Start of Material provided

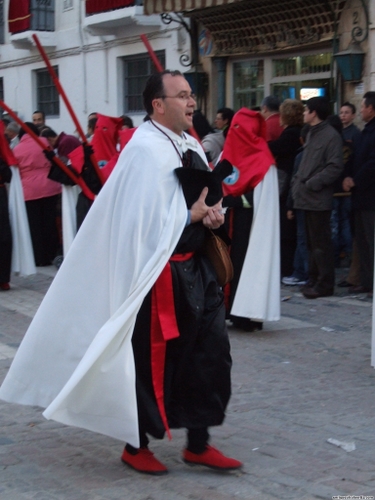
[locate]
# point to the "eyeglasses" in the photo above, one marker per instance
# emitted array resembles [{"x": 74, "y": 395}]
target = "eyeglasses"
[{"x": 183, "y": 96}]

End of Material provided

Problem to work on: Transcribe all of the records above exactly; no image should appear in what you write.

Answer space:
[locate]
# point to the "eyeglasses" in the photo above, one marker per instance
# emitted array resembles [{"x": 74, "y": 395}]
target = "eyeglasses"
[{"x": 183, "y": 96}]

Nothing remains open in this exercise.